**PAGE EXCERPT**
········

LSHBloom: Memory-efficient, Extreme-scale Document Deduplication
Arham Khan, Robert Underwood, Carlo Siebenschuh, Yadu Babuji, Aswathy Ajith, Kyle Hippe, Ozan Gokdemir, Alexander Brace, Kyle Chard, Ian Foster
TL;DR
This work tackles the challenge of memory- and compute-efficient deduplication for internet-scale text datasets used in LLM pre-training. It introduces LSHBloom, a Bloom-filter-based extension of MinHashLSH that replaces the heavy LSHIndex with lightweight Bloom filters, preserving deduplication quality while achieving order-of-magnitude gains in speed and space. Through thorough benchmarking against state-of-the-art methods, LSHBloom demonstrates comparable F1 to MinHashLSH with dramatically reduced disk usage (18x less) and significantly faster runtimes (up to 12x), enabling scalable deduplication to several billions of documents. The approach offers a practical, drop-in replacement for MinHashLSH that unlocks scalable, high-quality deduplication for massive web-scale text datasets, with future work focusing on parallelization to further accelerate processing.
Abstract
Contemporary large language model (LLM) training pipelines require the assembly of internet-scale databases full of text data from a variety of sources (e.g., web, academic, and publishers). Preprocessing these datasets via deduplication -- detecting and eliminating additional instances of the same content -- is a major focus for assembling and curating training datasets for LLMs. Unrestrained, duplicates in the training dataset increase training costs and lead to undesirable properties such as memorization in trained models or cheating on evaluation. Unfortunately, contemporary approaches to document-level deduplication are either unreliable at accurately identifying duplicate documents or extremely expensive in terms of both runtime and memory. We propose LSHBloom, an extension to MinhashLSH, which replaces the expensive LSHIndex with lightweight Bloom filters. LSHBloom demonstrates the same state-of-the-art deduplication performance as MinhashLSH, with only a marginal increase in false positives (near zero in our experiments), while boasting competitive runtime (12$\times$ faster than MinhashLSH on peS2o) and, crucially, using 18$\times$ less disk space than MinhashLSH (as measured on peS2o). Based on extrapolation, we show that this advantage in space and runtime remains even at the extreme scale of several billion documents. LSHBloom allows practitioners to access the deduplication quality of MinHashLSH at scales that are normally only tractable for less sophisticated, heuristic solutions. As a result, LSHBloom promises to enable scaling high-quality document deduplication to internet-scale text datasets.

········

**MATERIAL SUPPLIED**
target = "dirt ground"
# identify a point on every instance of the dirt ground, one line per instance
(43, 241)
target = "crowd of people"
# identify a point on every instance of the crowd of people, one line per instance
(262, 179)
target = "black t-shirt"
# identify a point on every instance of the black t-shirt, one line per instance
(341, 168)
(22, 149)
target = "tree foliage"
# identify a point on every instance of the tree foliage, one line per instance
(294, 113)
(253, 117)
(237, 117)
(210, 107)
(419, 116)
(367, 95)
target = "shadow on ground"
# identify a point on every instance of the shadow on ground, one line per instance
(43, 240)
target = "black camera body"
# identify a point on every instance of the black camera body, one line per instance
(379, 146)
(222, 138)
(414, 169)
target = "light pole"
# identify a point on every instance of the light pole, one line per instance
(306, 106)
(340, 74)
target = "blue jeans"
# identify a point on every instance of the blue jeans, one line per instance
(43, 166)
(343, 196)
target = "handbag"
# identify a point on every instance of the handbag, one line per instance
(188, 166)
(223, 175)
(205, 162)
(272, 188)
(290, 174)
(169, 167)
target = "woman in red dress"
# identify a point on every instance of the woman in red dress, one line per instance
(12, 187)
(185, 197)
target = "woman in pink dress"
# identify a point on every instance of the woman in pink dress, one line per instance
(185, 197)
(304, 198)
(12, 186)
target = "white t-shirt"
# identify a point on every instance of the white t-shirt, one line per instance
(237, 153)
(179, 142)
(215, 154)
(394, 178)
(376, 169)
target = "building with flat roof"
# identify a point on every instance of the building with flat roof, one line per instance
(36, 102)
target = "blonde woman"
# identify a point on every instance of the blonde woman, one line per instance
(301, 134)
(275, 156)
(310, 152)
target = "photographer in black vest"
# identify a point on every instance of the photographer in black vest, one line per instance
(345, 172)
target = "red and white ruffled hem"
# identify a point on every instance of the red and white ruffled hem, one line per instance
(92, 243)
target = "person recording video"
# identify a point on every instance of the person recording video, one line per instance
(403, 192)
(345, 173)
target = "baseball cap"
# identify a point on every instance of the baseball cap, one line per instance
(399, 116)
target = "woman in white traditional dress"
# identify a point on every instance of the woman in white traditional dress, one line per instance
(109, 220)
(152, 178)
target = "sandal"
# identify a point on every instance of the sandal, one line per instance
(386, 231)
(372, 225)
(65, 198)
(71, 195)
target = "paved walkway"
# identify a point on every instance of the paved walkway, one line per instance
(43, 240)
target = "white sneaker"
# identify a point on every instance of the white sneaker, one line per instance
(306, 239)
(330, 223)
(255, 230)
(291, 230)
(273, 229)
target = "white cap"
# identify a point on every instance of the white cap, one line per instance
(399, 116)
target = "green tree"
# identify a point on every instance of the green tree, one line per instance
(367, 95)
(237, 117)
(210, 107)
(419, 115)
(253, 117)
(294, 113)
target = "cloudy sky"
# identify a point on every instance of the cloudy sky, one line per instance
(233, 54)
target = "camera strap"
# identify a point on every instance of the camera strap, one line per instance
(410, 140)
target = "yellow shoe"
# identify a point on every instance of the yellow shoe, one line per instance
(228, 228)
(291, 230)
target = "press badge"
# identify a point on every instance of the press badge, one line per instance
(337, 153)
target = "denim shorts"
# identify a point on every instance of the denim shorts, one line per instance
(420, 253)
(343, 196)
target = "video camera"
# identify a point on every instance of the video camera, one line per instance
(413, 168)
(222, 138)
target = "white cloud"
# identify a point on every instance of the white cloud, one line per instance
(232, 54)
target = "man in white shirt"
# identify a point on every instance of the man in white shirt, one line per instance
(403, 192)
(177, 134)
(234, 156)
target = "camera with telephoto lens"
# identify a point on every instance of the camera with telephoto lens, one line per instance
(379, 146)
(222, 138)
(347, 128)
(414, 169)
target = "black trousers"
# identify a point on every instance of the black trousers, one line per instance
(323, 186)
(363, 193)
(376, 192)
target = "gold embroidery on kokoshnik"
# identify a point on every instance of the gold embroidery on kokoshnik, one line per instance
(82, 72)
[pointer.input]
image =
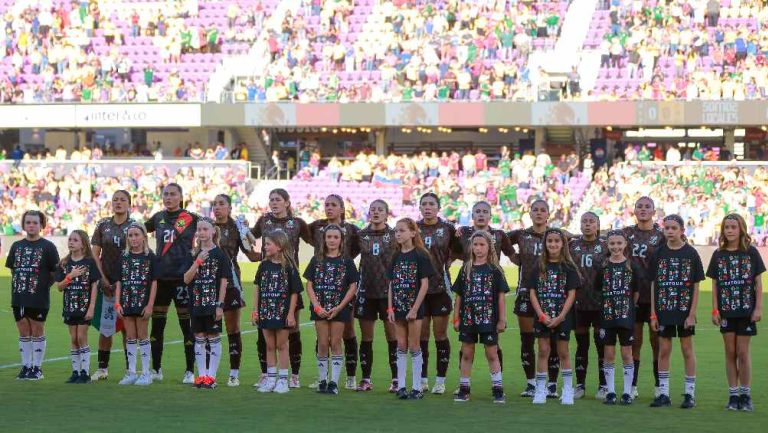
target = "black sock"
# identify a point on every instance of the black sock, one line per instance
(527, 356)
(424, 357)
(235, 350)
(294, 351)
(350, 355)
(103, 357)
(261, 348)
(366, 358)
(582, 358)
(637, 370)
(443, 351)
(189, 341)
(392, 352)
(156, 338)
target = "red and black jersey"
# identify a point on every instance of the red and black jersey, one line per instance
(588, 256)
(441, 242)
(351, 247)
(643, 244)
(294, 227)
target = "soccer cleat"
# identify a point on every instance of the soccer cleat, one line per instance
(99, 374)
(530, 391)
(233, 382)
(128, 379)
(567, 396)
(688, 402)
(157, 374)
(282, 386)
(439, 388)
(498, 395)
(351, 383)
(365, 385)
(661, 401)
(579, 391)
(463, 394)
(74, 378)
(745, 403)
(189, 377)
(601, 393)
(294, 381)
(144, 380)
(416, 394)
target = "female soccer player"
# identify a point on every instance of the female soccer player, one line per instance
(676, 271)
(331, 286)
(480, 313)
(377, 246)
(174, 229)
(233, 238)
(737, 297)
(644, 238)
(32, 261)
(77, 276)
(588, 251)
(108, 244)
(617, 286)
(274, 307)
(209, 270)
(552, 296)
(135, 291)
(440, 239)
(408, 283)
(334, 214)
(281, 218)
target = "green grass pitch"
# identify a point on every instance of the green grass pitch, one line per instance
(52, 405)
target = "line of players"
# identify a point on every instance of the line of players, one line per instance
(553, 263)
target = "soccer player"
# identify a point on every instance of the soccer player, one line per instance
(77, 276)
(331, 286)
(676, 271)
(208, 272)
(334, 214)
(377, 246)
(274, 307)
(32, 261)
(552, 296)
(174, 229)
(588, 251)
(281, 218)
(644, 238)
(480, 313)
(233, 238)
(108, 244)
(408, 283)
(737, 298)
(440, 239)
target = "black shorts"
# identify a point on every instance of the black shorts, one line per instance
(371, 309)
(76, 321)
(437, 304)
(206, 325)
(587, 319)
(608, 336)
(742, 326)
(643, 313)
(172, 290)
(679, 331)
(487, 338)
(36, 314)
(523, 306)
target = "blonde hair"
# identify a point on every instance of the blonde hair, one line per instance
(745, 240)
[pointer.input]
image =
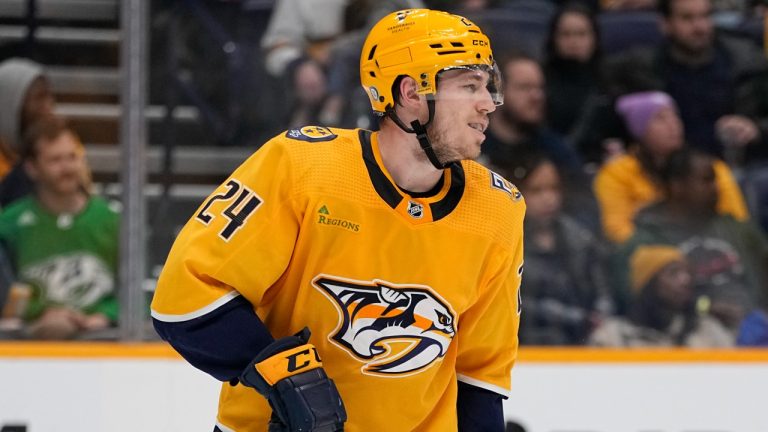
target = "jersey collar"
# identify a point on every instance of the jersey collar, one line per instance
(415, 209)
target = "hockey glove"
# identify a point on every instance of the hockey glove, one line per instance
(289, 373)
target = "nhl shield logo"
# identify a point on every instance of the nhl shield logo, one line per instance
(416, 210)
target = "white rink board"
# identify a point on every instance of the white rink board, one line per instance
(679, 397)
(167, 395)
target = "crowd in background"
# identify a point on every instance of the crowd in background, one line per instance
(637, 131)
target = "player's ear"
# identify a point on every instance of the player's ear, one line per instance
(409, 97)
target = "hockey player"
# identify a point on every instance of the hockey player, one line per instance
(400, 254)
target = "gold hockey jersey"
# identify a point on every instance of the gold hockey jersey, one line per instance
(404, 294)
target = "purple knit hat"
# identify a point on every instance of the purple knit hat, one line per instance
(637, 109)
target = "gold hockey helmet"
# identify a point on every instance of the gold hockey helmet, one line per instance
(420, 43)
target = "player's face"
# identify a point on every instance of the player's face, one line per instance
(524, 97)
(664, 133)
(462, 105)
(690, 25)
(59, 165)
(574, 37)
(543, 197)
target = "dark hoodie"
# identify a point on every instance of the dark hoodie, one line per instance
(16, 76)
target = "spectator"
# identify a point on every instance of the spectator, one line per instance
(629, 182)
(664, 311)
(728, 257)
(628, 5)
(316, 45)
(754, 329)
(518, 125)
(565, 289)
(571, 66)
(61, 241)
(25, 95)
(720, 83)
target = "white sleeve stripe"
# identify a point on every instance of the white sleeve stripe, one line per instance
(484, 385)
(224, 428)
(221, 301)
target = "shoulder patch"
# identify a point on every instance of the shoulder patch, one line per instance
(311, 134)
(504, 185)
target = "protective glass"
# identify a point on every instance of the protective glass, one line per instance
(495, 84)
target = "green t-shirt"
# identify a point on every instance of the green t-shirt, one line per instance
(68, 259)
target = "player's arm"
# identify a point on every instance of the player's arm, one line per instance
(479, 409)
(234, 248)
(487, 336)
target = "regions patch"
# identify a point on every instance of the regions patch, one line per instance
(311, 134)
(504, 185)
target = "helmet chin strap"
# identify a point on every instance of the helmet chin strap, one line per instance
(421, 132)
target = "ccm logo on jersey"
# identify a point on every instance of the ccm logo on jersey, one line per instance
(311, 134)
(396, 330)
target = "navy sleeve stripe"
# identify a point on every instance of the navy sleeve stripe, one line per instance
(479, 410)
(198, 313)
(483, 385)
(221, 342)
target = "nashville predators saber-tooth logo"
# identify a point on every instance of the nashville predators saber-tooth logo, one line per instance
(394, 329)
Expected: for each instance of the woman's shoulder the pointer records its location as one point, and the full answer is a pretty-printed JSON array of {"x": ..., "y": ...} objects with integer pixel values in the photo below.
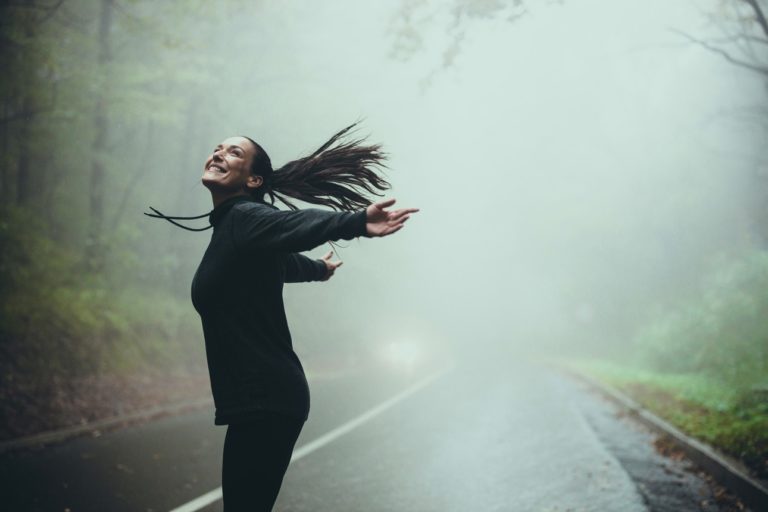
[{"x": 254, "y": 207}]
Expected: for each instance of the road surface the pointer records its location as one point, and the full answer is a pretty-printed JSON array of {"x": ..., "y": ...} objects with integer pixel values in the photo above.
[{"x": 490, "y": 437}]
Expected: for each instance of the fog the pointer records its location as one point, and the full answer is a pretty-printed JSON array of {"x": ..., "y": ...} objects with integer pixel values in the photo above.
[
  {"x": 578, "y": 164},
  {"x": 576, "y": 167}
]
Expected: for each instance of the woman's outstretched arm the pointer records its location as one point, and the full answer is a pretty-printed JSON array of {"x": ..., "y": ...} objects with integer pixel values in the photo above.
[
  {"x": 260, "y": 226},
  {"x": 383, "y": 222},
  {"x": 302, "y": 269}
]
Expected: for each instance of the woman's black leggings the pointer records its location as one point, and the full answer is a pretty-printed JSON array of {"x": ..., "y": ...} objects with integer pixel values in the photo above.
[{"x": 256, "y": 456}]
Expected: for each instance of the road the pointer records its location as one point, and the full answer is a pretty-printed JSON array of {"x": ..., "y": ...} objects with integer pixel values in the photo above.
[{"x": 491, "y": 437}]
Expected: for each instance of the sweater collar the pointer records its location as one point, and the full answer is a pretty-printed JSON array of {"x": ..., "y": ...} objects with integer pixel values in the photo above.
[{"x": 220, "y": 211}]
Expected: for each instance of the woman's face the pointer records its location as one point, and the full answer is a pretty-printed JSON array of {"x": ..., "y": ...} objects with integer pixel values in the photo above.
[{"x": 228, "y": 169}]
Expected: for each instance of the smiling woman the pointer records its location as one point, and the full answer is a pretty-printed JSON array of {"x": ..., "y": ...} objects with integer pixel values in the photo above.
[{"x": 258, "y": 384}]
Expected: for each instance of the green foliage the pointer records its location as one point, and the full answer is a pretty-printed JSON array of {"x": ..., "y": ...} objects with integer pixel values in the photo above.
[
  {"x": 725, "y": 415},
  {"x": 722, "y": 331},
  {"x": 55, "y": 319}
]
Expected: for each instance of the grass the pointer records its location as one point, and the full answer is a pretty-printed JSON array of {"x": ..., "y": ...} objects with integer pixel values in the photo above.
[{"x": 726, "y": 415}]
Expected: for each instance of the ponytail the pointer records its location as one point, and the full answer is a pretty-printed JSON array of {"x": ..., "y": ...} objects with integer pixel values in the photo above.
[{"x": 340, "y": 174}]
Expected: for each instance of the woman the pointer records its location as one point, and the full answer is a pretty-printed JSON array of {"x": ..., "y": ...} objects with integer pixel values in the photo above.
[{"x": 258, "y": 384}]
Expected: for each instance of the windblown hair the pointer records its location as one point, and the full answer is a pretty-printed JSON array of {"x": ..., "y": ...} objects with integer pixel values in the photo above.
[{"x": 340, "y": 174}]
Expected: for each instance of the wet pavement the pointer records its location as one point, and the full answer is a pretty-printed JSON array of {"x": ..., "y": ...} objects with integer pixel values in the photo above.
[{"x": 479, "y": 438}]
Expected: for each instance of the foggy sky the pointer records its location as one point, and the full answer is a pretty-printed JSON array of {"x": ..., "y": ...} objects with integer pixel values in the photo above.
[{"x": 573, "y": 167}]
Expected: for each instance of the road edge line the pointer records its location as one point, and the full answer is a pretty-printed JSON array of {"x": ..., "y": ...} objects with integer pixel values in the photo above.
[
  {"x": 59, "y": 435},
  {"x": 727, "y": 471},
  {"x": 327, "y": 438}
]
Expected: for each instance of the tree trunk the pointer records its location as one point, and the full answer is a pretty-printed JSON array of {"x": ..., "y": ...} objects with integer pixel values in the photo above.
[{"x": 94, "y": 248}]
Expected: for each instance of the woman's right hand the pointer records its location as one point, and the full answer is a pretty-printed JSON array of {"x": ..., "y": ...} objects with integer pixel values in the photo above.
[{"x": 383, "y": 222}]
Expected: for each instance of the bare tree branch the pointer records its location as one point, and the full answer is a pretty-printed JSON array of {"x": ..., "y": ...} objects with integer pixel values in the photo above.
[
  {"x": 727, "y": 56},
  {"x": 736, "y": 38},
  {"x": 759, "y": 15}
]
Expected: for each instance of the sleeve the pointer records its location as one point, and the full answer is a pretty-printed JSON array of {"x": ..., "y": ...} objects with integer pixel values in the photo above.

········

**ACTION ITEM**
Answer these questions about the LSHBloom summary:
1. According to the TL;DR, what will future work focus on?
2. On which dataset does the abstract report the 12× runtime and 18× disk-space advantages over MinhashLSH?
3. What two undesirable properties in trained models does the abstract attribute to duplicates in the training dataset?

**RESULT OF THIS TASK**
1. Parallelization, to further accelerate processing.
2. peS2o.
3. Memorization in trained models and cheating on evaluation.